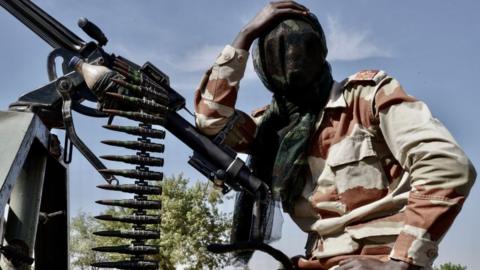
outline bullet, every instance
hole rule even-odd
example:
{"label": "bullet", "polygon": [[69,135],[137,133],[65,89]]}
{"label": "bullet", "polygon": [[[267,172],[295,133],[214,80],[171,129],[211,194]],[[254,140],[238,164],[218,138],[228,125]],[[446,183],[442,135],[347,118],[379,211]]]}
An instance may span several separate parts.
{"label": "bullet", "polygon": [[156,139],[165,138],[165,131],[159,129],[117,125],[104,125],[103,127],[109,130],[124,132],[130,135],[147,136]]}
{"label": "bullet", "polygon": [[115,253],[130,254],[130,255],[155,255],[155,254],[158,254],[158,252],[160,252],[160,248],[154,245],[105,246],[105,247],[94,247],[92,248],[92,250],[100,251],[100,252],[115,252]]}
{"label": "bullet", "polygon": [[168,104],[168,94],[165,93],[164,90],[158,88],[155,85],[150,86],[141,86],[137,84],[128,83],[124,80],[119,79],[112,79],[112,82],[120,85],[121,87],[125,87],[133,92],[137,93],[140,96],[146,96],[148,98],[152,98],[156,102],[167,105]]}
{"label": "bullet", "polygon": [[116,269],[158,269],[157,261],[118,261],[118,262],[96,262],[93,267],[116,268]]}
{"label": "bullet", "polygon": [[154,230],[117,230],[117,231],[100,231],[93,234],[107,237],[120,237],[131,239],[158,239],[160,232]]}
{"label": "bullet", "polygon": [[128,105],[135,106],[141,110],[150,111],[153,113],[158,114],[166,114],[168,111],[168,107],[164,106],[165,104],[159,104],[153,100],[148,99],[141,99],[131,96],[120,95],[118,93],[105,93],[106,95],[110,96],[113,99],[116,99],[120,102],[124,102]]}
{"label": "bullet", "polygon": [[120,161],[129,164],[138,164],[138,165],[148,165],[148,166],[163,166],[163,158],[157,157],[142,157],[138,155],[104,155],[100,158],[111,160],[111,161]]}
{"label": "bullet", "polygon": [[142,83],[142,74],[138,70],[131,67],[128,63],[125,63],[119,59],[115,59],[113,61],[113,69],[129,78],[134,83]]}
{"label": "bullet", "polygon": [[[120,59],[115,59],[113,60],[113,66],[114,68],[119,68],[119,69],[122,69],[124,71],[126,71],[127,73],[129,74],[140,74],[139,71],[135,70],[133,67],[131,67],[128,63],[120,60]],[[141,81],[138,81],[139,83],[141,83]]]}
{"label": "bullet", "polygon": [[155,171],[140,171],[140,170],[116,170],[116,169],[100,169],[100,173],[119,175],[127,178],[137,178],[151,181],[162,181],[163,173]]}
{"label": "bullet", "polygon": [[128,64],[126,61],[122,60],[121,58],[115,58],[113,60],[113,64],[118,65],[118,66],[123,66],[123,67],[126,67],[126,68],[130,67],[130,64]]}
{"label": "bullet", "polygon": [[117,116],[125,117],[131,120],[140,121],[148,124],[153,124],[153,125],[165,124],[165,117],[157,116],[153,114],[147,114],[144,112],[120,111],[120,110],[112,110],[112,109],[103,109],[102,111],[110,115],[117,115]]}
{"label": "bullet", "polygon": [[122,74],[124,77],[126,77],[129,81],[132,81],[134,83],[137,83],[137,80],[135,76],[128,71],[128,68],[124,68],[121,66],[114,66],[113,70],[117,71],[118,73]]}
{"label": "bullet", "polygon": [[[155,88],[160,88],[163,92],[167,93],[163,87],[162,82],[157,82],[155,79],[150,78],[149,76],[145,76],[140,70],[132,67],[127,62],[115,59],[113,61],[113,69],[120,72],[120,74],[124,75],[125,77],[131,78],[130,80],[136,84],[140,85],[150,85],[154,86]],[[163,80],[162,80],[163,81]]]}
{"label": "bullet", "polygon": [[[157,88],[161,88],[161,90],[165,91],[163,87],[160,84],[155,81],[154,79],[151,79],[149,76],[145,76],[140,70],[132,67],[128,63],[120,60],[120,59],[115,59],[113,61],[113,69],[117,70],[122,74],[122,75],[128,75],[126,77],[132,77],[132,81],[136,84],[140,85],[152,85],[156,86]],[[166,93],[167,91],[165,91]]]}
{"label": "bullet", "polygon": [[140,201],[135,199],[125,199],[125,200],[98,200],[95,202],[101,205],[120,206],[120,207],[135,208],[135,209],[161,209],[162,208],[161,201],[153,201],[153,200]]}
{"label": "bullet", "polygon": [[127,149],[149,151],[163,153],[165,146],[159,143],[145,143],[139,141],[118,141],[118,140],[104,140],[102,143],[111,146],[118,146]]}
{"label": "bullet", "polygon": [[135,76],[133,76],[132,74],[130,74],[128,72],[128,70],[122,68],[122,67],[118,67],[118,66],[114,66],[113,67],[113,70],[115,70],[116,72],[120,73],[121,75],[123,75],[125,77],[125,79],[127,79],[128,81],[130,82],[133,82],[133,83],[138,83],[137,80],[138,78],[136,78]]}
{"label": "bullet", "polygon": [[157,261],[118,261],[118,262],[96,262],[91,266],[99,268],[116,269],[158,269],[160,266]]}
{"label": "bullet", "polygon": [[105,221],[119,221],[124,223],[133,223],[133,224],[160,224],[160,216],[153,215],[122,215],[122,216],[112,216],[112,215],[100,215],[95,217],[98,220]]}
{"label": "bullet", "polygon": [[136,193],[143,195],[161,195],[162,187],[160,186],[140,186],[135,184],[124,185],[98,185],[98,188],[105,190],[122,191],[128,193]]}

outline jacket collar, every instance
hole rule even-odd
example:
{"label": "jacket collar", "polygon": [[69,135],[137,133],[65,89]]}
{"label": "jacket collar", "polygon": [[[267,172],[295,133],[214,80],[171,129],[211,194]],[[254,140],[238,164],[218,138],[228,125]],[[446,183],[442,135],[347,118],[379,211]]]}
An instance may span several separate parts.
====
Line by line, give the material above again exactly, but without any pictures.

outline bullet, every instance
hole rule even-odd
example:
{"label": "bullet", "polygon": [[69,135],[137,133],[65,89]]}
{"label": "bullet", "polygon": [[[267,172],[295,133],[214,80],[171,129],[211,194]],[[254,140],[238,164],[218,138],[228,125]],[[446,183],[442,135],[347,118],[379,211]]]}
An instance may span several separate parts.
{"label": "bullet", "polygon": [[156,139],[165,138],[165,131],[159,129],[117,125],[104,125],[103,127],[109,130],[124,132],[130,135],[147,136]]}
{"label": "bullet", "polygon": [[115,253],[130,254],[130,255],[155,255],[155,254],[158,254],[158,252],[160,252],[160,248],[154,245],[105,246],[105,247],[94,247],[92,248],[92,250],[100,251],[100,252],[115,252]]}
{"label": "bullet", "polygon": [[168,104],[168,94],[165,93],[164,90],[158,88],[155,85],[150,86],[141,86],[137,84],[128,83],[124,80],[119,79],[112,79],[112,82],[120,85],[121,87],[125,87],[133,92],[137,93],[140,96],[146,96],[148,98],[152,98],[156,102],[167,105]]}
{"label": "bullet", "polygon": [[116,269],[158,269],[157,261],[118,261],[118,262],[96,262],[93,267],[116,268]]}
{"label": "bullet", "polygon": [[154,230],[117,230],[117,231],[100,231],[93,234],[107,237],[120,237],[131,239],[158,239],[160,232]]}
{"label": "bullet", "polygon": [[128,105],[135,106],[141,110],[150,111],[153,113],[158,114],[166,114],[168,111],[168,107],[164,106],[165,104],[159,104],[153,100],[148,99],[141,99],[131,96],[120,95],[118,93],[105,93],[106,95],[110,96],[113,99],[116,99],[120,102],[124,102]]}
{"label": "bullet", "polygon": [[120,161],[129,164],[138,164],[138,165],[148,165],[148,166],[163,166],[163,158],[157,157],[142,157],[138,155],[104,155],[100,158],[111,160],[111,161]]}
{"label": "bullet", "polygon": [[142,83],[142,74],[138,70],[131,67],[128,63],[125,63],[119,59],[115,59],[113,61],[113,69],[129,78],[134,83]]}
{"label": "bullet", "polygon": [[[120,59],[115,59],[113,60],[113,66],[114,68],[119,68],[119,69],[122,69],[124,71],[126,71],[127,73],[129,74],[140,74],[139,71],[135,70],[133,67],[131,67],[128,63],[120,60]],[[141,81],[138,81],[139,83],[141,83]]]}
{"label": "bullet", "polygon": [[155,171],[140,171],[140,170],[116,170],[116,169],[100,169],[100,173],[119,175],[127,178],[137,178],[151,181],[162,181],[163,173]]}
{"label": "bullet", "polygon": [[128,64],[126,61],[122,60],[121,58],[115,58],[113,60],[113,64],[118,65],[118,66],[123,66],[123,67],[126,67],[126,68],[130,67],[130,64]]}
{"label": "bullet", "polygon": [[117,116],[125,117],[131,120],[140,121],[148,124],[153,124],[153,125],[165,124],[165,117],[157,116],[153,114],[147,114],[144,112],[120,111],[120,110],[112,110],[112,109],[103,109],[102,111],[110,115],[117,115]]}
{"label": "bullet", "polygon": [[122,74],[124,77],[126,77],[129,81],[132,81],[134,83],[137,83],[137,80],[135,76],[128,71],[128,68],[124,68],[121,66],[114,66],[113,70],[117,71],[118,73]]}
{"label": "bullet", "polygon": [[[155,88],[160,88],[163,92],[167,93],[163,87],[162,82],[157,82],[155,79],[150,78],[149,76],[145,76],[140,70],[132,67],[127,62],[115,59],[113,61],[113,69],[120,72],[120,74],[124,75],[125,77],[131,78],[130,80],[136,84],[140,85],[150,85],[154,86]],[[163,80],[162,80],[163,81]]]}
{"label": "bullet", "polygon": [[[157,88],[161,88],[161,90],[165,91],[163,87],[160,84],[155,81],[154,79],[151,79],[149,76],[145,76],[140,70],[132,67],[128,63],[120,60],[120,59],[115,59],[113,61],[113,69],[117,70],[122,74],[122,75],[128,75],[126,77],[132,77],[132,81],[136,84],[140,85],[152,85],[156,86]],[[166,93],[167,91],[165,91]]]}
{"label": "bullet", "polygon": [[140,201],[135,199],[125,199],[125,200],[98,200],[95,202],[101,205],[120,206],[120,207],[135,208],[135,209],[161,209],[162,208],[161,201],[153,201],[153,200]]}
{"label": "bullet", "polygon": [[127,149],[149,151],[163,153],[165,146],[159,143],[145,143],[139,141],[118,141],[118,140],[104,140],[102,143],[111,146],[118,146]]}
{"label": "bullet", "polygon": [[135,76],[133,76],[132,74],[130,74],[128,72],[128,70],[122,68],[122,67],[118,67],[118,66],[114,66],[113,67],[113,70],[115,70],[116,72],[120,73],[121,75],[123,75],[125,77],[125,79],[127,79],[128,81],[130,82],[133,82],[133,83],[138,83],[137,80],[138,78],[136,78]]}
{"label": "bullet", "polygon": [[157,261],[118,261],[118,262],[96,262],[91,266],[99,268],[116,269],[158,269],[160,266]]}
{"label": "bullet", "polygon": [[105,221],[119,221],[124,223],[133,223],[133,224],[160,224],[160,216],[153,215],[122,215],[122,216],[112,216],[112,215],[100,215],[95,217],[98,220]]}
{"label": "bullet", "polygon": [[136,193],[143,195],[161,195],[162,187],[160,186],[140,186],[135,184],[124,185],[98,185],[98,188],[105,190],[122,191],[128,193]]}

outline jacket collar, every instance
hole rule even-odd
example:
{"label": "jacket collar", "polygon": [[69,135],[137,133],[65,89]]}
{"label": "jacket collar", "polygon": [[[267,172],[295,133],[214,80],[171,129],[211,194]],[[254,140],[238,164],[218,138],[228,125]],[[446,183],[442,135],[347,118],[379,211]]]}
An instance may span several separate parts.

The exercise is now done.